MATERIAL PROVIDED
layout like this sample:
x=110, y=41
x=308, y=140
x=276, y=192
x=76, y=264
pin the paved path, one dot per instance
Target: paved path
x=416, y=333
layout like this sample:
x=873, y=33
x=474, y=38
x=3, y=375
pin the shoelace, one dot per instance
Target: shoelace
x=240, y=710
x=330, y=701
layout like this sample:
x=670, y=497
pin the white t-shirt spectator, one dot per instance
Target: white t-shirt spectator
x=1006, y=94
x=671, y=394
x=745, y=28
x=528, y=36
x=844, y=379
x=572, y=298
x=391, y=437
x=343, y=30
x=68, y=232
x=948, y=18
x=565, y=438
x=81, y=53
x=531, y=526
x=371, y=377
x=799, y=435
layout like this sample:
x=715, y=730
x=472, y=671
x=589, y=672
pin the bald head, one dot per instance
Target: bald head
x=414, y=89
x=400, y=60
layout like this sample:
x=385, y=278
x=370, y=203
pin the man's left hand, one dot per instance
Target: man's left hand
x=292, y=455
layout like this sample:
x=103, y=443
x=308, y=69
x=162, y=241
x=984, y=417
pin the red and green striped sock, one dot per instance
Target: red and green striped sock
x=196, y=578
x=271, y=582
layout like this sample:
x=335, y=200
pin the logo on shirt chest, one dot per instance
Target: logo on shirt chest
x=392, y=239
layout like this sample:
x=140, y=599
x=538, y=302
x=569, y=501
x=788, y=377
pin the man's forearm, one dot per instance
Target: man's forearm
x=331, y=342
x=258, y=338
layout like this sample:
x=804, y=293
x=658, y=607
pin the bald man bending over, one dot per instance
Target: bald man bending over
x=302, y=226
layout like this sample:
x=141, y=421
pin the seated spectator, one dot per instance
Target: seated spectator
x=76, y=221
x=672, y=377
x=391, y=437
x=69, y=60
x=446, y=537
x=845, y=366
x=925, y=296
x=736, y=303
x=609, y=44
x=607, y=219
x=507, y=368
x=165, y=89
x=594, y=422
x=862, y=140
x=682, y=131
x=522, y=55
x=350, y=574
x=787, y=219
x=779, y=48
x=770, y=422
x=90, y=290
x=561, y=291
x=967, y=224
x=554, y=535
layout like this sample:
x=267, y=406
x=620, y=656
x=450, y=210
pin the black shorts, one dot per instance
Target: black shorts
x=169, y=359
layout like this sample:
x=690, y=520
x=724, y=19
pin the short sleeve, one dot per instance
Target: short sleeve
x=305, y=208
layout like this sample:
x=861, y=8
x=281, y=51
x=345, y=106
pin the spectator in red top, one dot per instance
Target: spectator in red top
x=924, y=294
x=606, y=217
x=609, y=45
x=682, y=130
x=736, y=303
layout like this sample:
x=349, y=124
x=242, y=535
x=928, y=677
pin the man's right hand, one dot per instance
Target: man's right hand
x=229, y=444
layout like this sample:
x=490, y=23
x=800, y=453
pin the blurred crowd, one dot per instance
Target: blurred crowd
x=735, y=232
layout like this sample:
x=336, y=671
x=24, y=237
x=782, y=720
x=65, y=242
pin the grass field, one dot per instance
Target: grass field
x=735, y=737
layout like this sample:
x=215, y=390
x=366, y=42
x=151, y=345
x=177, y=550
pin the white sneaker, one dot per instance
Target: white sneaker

EXERCISE PROMPT
Render the lines above as a numbered list, omitting any blank lines.

EXERCISE ANSWER
1. layout like this sample:
2. x=110, y=41
3. x=308, y=140
4. x=276, y=192
5. x=76, y=264
6. pin the paved path, one dot per instance
7. Target: paved path
8. x=416, y=333
9. layout like this sample:
10. x=873, y=33
11. x=474, y=38
12. x=3, y=375
13. pin the shoelace, one dot per instance
14. Target: shoelace
15. x=240, y=710
16. x=330, y=701
17. layout like this sample:
18. x=670, y=497
19. pin the white t-shirt spectator, one dot per instance
20. Target: white t-shirt spectator
21. x=1006, y=94
22. x=671, y=394
23. x=745, y=28
24. x=528, y=36
25. x=844, y=379
26. x=572, y=298
27. x=391, y=437
28. x=343, y=30
29. x=68, y=232
30. x=948, y=18
31. x=565, y=438
32. x=81, y=53
33. x=531, y=526
34. x=371, y=377
35. x=799, y=435
36. layout like this sample:
37. x=715, y=730
38. x=472, y=671
39. x=589, y=672
40. pin the bald head, one dot per instance
41. Target: bald head
42. x=414, y=89
43. x=400, y=60
44. layout like this sample:
45. x=385, y=278
46. x=370, y=203
47. pin the man's left hand, one dot per instance
48. Target: man's left hand
49. x=292, y=455
50. layout like this sample:
51. x=103, y=443
52. x=308, y=69
53. x=162, y=241
54. x=984, y=417
55. pin the red and green striped sock, one dot per instance
56. Target: red and green striped sock
57. x=196, y=578
58. x=271, y=582
59. layout like this sample:
60. x=335, y=200
61. pin the logo on shirt chest, one dot per instance
62. Target: logo on shirt chest
63. x=392, y=239
64. layout like this sample:
65. x=140, y=599
66. x=538, y=302
67. x=569, y=501
68. x=788, y=377
69. pin the man's forearm, one dot per instance
70. Target: man's forearm
71. x=331, y=342
72. x=258, y=338
73. layout like this sample:
74. x=804, y=293
75. x=658, y=607
76. pin the bald man bending over, one dot per instance
77. Target: bald man bending over
78. x=302, y=226
79. layout like this sample:
80. x=141, y=421
81. pin the seated spectator, one dot per instance
82. Target: seated spectator
83. x=76, y=221
84. x=672, y=377
85. x=391, y=437
86. x=69, y=60
87. x=446, y=537
88. x=845, y=366
89. x=925, y=296
90. x=736, y=303
91. x=609, y=44
92. x=607, y=219
93. x=507, y=368
94. x=165, y=89
95. x=594, y=422
96. x=862, y=140
97. x=682, y=131
98. x=522, y=55
99. x=350, y=574
100. x=787, y=219
101. x=779, y=48
102. x=770, y=422
103. x=90, y=290
104. x=561, y=291
105. x=967, y=224
106. x=554, y=535
107. layout like this sample:
108. x=267, y=406
109. x=620, y=656
110. x=450, y=210
111. pin the black shorts, one dot per instance
112. Target: black shorts
113. x=169, y=359
114. layout like this sample:
115. x=690, y=520
116. x=724, y=19
117. pin the short sleeve, one dot per instance
118. Target: short sleeve
119. x=305, y=208
120. layout like this sample:
121. x=861, y=8
122. x=281, y=51
123. x=345, y=106
124. pin the spectator in red top, one dot per instance
125. Target: spectator in red top
126. x=924, y=294
127. x=606, y=217
128. x=609, y=45
129. x=682, y=130
130. x=736, y=303
131. layout like this sample:
132. x=349, y=124
133. x=242, y=535
134. x=928, y=677
135. pin the man's right hand, one dot per instance
136. Target: man's right hand
137. x=229, y=444
138. layout like this sample:
139. x=490, y=23
140. x=800, y=453
141. pin the blurred crowd, one dot per instance
142. Target: blurred crowd
143. x=735, y=232
144. layout like this sample:
145. x=336, y=671
146. x=24, y=237
147. x=782, y=720
148. x=65, y=242
149. pin the grass field, one dot per instance
150. Target: grass field
151. x=735, y=737
152. layout like this sample:
153. x=215, y=390
154. x=366, y=42
155. x=151, y=345
156. x=177, y=550
157. pin the white sneaker, one dot per instance
158. Target: white sneaker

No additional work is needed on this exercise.